→ DATA FOR ANALYSIS
.....

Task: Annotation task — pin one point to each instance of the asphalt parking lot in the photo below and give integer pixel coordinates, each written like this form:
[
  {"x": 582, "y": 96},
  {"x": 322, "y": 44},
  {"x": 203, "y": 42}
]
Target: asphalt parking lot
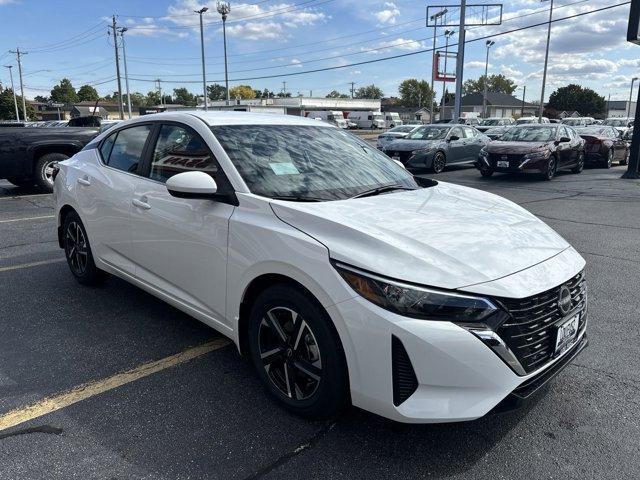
[{"x": 208, "y": 417}]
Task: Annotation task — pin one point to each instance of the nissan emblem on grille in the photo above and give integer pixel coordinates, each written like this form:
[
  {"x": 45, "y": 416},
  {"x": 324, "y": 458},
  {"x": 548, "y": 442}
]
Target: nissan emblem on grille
[{"x": 564, "y": 299}]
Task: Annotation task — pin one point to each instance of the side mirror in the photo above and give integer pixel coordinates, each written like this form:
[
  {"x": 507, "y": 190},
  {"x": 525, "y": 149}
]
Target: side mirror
[{"x": 192, "y": 185}]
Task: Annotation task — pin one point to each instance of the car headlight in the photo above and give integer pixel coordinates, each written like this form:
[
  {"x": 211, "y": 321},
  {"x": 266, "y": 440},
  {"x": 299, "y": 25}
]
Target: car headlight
[{"x": 416, "y": 301}]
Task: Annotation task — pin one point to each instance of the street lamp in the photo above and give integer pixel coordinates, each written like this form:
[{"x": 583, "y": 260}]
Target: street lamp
[
  {"x": 223, "y": 9},
  {"x": 204, "y": 80},
  {"x": 434, "y": 18},
  {"x": 630, "y": 96},
  {"x": 489, "y": 44},
  {"x": 15, "y": 100},
  {"x": 546, "y": 62},
  {"x": 447, "y": 35}
]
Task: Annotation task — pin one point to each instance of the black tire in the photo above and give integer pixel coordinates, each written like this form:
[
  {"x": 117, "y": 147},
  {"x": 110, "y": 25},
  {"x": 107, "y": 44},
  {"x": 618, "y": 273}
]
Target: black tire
[
  {"x": 77, "y": 250},
  {"x": 580, "y": 167},
  {"x": 305, "y": 370},
  {"x": 552, "y": 167},
  {"x": 42, "y": 171},
  {"x": 439, "y": 162},
  {"x": 22, "y": 182}
]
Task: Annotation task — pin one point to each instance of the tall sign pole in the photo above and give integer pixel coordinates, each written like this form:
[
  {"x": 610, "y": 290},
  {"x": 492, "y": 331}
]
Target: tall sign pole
[{"x": 633, "y": 35}]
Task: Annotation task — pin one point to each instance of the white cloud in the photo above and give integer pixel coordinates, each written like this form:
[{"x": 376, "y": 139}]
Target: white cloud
[{"x": 388, "y": 15}]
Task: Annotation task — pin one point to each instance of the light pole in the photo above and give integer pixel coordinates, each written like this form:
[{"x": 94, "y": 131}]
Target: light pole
[
  {"x": 13, "y": 89},
  {"x": 223, "y": 9},
  {"x": 630, "y": 96},
  {"x": 447, "y": 35},
  {"x": 489, "y": 44},
  {"x": 434, "y": 18},
  {"x": 126, "y": 73},
  {"x": 204, "y": 79},
  {"x": 546, "y": 62}
]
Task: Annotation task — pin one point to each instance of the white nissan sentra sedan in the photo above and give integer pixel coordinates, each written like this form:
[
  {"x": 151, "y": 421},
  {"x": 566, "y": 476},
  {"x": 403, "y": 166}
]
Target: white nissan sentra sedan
[{"x": 343, "y": 278}]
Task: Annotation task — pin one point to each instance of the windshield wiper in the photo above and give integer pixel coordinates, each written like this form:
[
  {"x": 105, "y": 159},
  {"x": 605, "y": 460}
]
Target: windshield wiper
[{"x": 379, "y": 190}]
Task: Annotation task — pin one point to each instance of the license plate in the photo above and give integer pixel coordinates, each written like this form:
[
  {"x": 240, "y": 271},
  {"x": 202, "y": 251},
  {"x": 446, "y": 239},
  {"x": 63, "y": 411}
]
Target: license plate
[{"x": 567, "y": 333}]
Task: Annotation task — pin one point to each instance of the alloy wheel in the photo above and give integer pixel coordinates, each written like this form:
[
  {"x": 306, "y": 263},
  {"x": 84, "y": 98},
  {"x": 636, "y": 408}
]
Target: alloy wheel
[
  {"x": 290, "y": 353},
  {"x": 76, "y": 248}
]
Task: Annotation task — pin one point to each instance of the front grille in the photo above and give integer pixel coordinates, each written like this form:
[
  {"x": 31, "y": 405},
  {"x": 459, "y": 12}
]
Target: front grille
[
  {"x": 403, "y": 375},
  {"x": 530, "y": 333}
]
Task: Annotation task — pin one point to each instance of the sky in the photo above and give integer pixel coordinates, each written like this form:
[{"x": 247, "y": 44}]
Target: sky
[{"x": 272, "y": 38}]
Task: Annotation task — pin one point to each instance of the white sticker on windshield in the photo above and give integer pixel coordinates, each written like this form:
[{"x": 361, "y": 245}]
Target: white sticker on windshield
[{"x": 284, "y": 168}]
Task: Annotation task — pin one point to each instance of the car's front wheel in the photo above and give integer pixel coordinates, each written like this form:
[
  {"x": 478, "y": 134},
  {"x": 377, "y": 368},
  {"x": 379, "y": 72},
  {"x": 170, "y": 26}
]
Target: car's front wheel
[
  {"x": 297, "y": 353},
  {"x": 78, "y": 251}
]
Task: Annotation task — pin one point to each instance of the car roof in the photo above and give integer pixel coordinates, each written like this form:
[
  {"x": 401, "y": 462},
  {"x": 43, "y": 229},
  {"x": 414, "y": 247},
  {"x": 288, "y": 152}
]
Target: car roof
[{"x": 213, "y": 118}]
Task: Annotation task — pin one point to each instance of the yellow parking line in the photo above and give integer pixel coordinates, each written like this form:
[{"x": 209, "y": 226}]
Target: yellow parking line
[
  {"x": 90, "y": 389},
  {"x": 32, "y": 264},
  {"x": 25, "y": 219}
]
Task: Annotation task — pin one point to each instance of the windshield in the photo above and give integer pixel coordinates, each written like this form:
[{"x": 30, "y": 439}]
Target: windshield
[
  {"x": 307, "y": 162},
  {"x": 429, "y": 133},
  {"x": 529, "y": 134}
]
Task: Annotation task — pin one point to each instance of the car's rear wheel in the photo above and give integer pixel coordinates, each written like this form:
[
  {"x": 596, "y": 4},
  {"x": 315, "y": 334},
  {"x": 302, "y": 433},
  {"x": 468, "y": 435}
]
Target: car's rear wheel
[
  {"x": 580, "y": 167},
  {"x": 43, "y": 171},
  {"x": 78, "y": 251},
  {"x": 439, "y": 162},
  {"x": 297, "y": 354}
]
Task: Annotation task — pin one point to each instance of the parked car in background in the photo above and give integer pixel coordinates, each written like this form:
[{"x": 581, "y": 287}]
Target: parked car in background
[
  {"x": 604, "y": 145},
  {"x": 368, "y": 120},
  {"x": 492, "y": 122},
  {"x": 392, "y": 119},
  {"x": 28, "y": 155},
  {"x": 496, "y": 132},
  {"x": 340, "y": 277},
  {"x": 394, "y": 134},
  {"x": 534, "y": 149},
  {"x": 435, "y": 146},
  {"x": 525, "y": 120}
]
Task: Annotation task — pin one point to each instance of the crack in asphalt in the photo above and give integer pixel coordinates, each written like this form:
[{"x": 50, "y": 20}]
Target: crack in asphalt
[
  {"x": 281, "y": 460},
  {"x": 48, "y": 429}
]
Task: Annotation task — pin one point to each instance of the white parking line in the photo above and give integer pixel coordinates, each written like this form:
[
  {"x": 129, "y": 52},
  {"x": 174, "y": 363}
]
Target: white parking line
[
  {"x": 91, "y": 389},
  {"x": 32, "y": 264},
  {"x": 26, "y": 218}
]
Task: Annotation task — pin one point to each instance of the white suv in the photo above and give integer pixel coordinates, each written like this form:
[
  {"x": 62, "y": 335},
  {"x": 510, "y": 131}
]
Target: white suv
[{"x": 341, "y": 276}]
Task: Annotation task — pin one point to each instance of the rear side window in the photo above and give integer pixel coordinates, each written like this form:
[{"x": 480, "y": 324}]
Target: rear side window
[{"x": 126, "y": 151}]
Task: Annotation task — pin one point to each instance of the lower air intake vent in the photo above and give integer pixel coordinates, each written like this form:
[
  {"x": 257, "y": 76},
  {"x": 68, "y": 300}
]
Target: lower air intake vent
[{"x": 404, "y": 377}]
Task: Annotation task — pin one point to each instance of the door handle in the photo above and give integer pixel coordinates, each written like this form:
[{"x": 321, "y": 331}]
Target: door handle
[{"x": 140, "y": 203}]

.....

→ PROMPT
Return only this span, exactly: the line that contains "the white parking" and all lines after it to the end of the records.

→ EXERCISE OUTPUT
Task: Annotation task — pin one point to each instance of the white parking line in the photo above and give integer pixel coordinates, each written like this form:
[
  {"x": 129, "y": 52},
  {"x": 174, "y": 363}
]
Target: white parking line
[
  {"x": 91, "y": 389},
  {"x": 32, "y": 264},
  {"x": 26, "y": 218}
]
Task: Annotation task — pin one point to each instance of the white suv in the photo above and give integer pixel coordinates, each written like this form:
[
  {"x": 62, "y": 335},
  {"x": 510, "y": 131}
]
Target: white suv
[{"x": 341, "y": 276}]
Task: Annotation task — pin one point to each instance of the rear side window in the photo above and give integer pixel coordinates, each written like this form:
[{"x": 480, "y": 324}]
Target: rear side window
[{"x": 126, "y": 151}]
Task: Annotation task — pin one point to each instance of the lower air intake vent in the photo above and give integer pixel coordinates, each written like this form:
[
  {"x": 257, "y": 76},
  {"x": 68, "y": 300}
]
Target: lower air intake vent
[{"x": 404, "y": 377}]
Task: Annotation task — pin one point to each instance of the door handle in the photo above and give integer pixel coordinates, each written like this form:
[{"x": 321, "y": 331}]
Target: door handle
[{"x": 140, "y": 203}]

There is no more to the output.